* Request
Turn every line of the data below into a numbered list, leaving out any blank lines.
#####
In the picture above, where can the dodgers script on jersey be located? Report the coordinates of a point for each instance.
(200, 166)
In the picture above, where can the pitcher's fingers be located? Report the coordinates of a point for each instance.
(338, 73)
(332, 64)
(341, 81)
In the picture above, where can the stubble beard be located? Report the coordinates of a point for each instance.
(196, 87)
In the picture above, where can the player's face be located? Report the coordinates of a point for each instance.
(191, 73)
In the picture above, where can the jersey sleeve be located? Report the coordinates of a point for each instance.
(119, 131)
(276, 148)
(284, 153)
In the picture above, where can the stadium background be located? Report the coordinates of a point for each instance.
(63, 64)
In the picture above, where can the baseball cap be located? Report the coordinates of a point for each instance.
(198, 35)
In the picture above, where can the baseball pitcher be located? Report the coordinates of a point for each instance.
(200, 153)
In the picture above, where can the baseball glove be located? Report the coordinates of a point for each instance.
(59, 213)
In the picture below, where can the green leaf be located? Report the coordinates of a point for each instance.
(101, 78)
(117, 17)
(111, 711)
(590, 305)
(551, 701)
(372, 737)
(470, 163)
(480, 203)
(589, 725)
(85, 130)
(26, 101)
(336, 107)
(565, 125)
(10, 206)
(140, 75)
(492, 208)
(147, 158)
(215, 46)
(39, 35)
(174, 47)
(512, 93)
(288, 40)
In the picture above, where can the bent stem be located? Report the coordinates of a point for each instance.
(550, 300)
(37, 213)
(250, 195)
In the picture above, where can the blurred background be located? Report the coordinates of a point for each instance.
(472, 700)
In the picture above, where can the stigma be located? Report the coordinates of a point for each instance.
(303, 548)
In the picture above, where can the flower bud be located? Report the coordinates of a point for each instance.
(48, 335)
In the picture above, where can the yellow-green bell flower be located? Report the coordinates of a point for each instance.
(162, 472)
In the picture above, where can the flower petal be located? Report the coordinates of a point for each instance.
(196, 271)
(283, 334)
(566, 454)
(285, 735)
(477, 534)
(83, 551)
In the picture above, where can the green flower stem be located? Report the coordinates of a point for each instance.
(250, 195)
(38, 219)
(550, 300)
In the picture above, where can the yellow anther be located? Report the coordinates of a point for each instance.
#####
* Task answer
1. In the picture above, where can the dodgers script on jersey be located? Report the coordinates of a point for each instance.
2. (200, 166)
3. In the picture above, where can the pitcher's fingers be located? Report the coordinates of a point for each instance.
4. (338, 73)
5. (332, 64)
6. (341, 81)
7. In the picture above, where can the stubble beard be located? Report the coordinates of a point for each instance.
8. (196, 87)
9. In the picture above, where can the player's face be located? Report the coordinates of a point for each instance.
10. (191, 73)
11. In the picture above, where can the jersey sleeve be located? Report the coordinates of a point for each instance.
12. (119, 131)
13. (276, 148)
14. (284, 153)
15. In the picture above, where can the stadium background be located? Report the coordinates of a point for each instance.
16. (63, 64)
17. In the picture above, where can the baseball cap be located? Report the coordinates of a point for each instance.
18. (198, 35)
19. In the picture above, where can the baseball pitcher be located? Report the coordinates of a point for each instance.
20. (200, 153)
21. In the picture above, where can the baseball glove be located? Report the coordinates of a point for each instance.
22. (59, 213)
23. In the picture below, where can the green leaf be located? Report the coordinates of a point for each instance.
24. (101, 78)
25. (117, 17)
26. (111, 711)
27. (590, 305)
28. (551, 701)
29. (372, 737)
30. (470, 163)
31. (480, 203)
32. (589, 725)
33. (85, 130)
34. (26, 101)
35. (336, 107)
36. (565, 125)
37. (10, 206)
38. (140, 75)
39. (492, 208)
40. (147, 158)
41. (215, 46)
42. (39, 35)
43. (174, 47)
44. (512, 93)
45. (288, 40)
46. In the picture above, where can the bent stem be located? Report the coordinates of a point for each instance.
47. (550, 300)
48. (37, 213)
49. (250, 195)
50. In the picture above, where can the blurred background be located? Report the coordinates of a point for each instance.
51. (472, 700)
52. In the picture above, where can the stigma be located? Report the coordinates of a point for each instance.
53. (303, 548)
54. In the picture above, where can the flower bud be located? Report the coordinates of a point for each instance.
55. (48, 335)
56. In the picture above, where can the yellow-green bell flower be located? Report the coordinates of a point for each instance.
57. (162, 472)
58. In the picture above, where can the flower petal be located? Report the coordinates of a point for each instance.
59. (196, 271)
60. (283, 334)
61. (566, 454)
62. (285, 735)
63. (477, 534)
64. (83, 551)
65. In the picture above, where can the green flower stem be located? Report the coordinates of a point for each instance.
66. (250, 195)
67. (38, 219)
68. (550, 300)
69. In the picture above, where can the yellow anther be located? Report the coordinates of a point for each instance.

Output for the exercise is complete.